Jakarta (ANTARA) - Anggota Komisi IX DPR RI Fraksi PAN Saleh Partaonan Daulay meminta pemerintah memperbaiki data kasus positif COVID-19 sehingga tidak ada lagi kejadian perbedaan data antara pemerintah pusat dan daerah.
"Data inilah yang kita harapkan menjadi dasar untuk menyusun peta penyebarannya. Peta ini dibutuhkan untuk menentukan langkah mengantisipasi dan menangani COVID-19 secara baik," kata Saleh di Jakarta, Senin.
Wakil Ketua Fraksi PAN DPR RI itu meminta Kementerian Kesehatan memberikan semua data yang dibutuhkan kepada Gugus Tugas Penanganan COVID-19 dan BNPB.
Menurut dia, saat ini semua data harus dibuka kepada masyarakat sehingga mereka akan berpartisipasi dan bergotong-royong dalam menghadapi situasi sulit yang kita hadapi saat ini.
Dia menilai ketidaksinkronan data pemerintah terkait COVID-19 merupakan dampak dari komunikasi yang tidak baik antara pemerintah pusat dan daerah.

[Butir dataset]

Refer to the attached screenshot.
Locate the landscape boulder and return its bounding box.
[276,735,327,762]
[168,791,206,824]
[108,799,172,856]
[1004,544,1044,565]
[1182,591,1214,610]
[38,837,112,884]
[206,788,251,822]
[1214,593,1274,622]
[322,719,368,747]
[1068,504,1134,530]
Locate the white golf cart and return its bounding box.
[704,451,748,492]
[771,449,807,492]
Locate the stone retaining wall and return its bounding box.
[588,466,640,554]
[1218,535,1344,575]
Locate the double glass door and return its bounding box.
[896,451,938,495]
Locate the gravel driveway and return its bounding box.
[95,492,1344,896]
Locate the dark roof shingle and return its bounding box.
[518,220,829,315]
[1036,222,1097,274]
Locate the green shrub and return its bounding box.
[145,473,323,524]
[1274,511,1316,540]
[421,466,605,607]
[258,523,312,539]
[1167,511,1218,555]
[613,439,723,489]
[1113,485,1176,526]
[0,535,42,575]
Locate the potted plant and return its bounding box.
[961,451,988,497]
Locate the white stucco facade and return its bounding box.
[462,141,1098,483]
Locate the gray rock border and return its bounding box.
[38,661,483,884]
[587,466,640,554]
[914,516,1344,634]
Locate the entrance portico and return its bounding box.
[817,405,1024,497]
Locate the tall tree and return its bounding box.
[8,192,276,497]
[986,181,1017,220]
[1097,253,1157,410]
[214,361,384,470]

> TUGAS
Tuliskan kembali seluruh berita tentang perbaikan data COVID-19 itu kata demi kata, tanpa perubahan apa pun.

> JAWABAN ANDA
Jakarta (ANTARA) - Anggota Komisi IX DPR RI Fraksi PAN Saleh Partaonan Daulay meminta pemerintah memperbaiki data kasus positif COVID-19 sehingga tidak ada lagi kejadian perbedaan data antara pemerintah pusat dan daerah.
"Data inilah yang kita harapkan menjadi dasar untuk menyusun peta penyebarannya. Peta ini dibutuhkan untuk menentukan langkah mengantisipasi dan menangani COVID-19 secara baik," kata Saleh di Jakarta, Senin.
Wakil Ketua Fraksi PAN DPR RI itu meminta Kementerian Kesehatan memberikan semua data yang dibutuhkan kepada Gugus Tugas Penanganan COVID-19 dan BNPB.
Menurut dia, saat ini semua data harus dibuka kepada masyarakat sehingga mereka akan berpartisipasi dan bergotong-royong dalam menghadapi situasi sulit yang kita hadapi saat ini.
Dia menilai ketidaksinkronan data pemerintah terkait COVID-19 merupakan dampak dari komunikasi yang tidak baik antara pemerintah pusat dan daerah.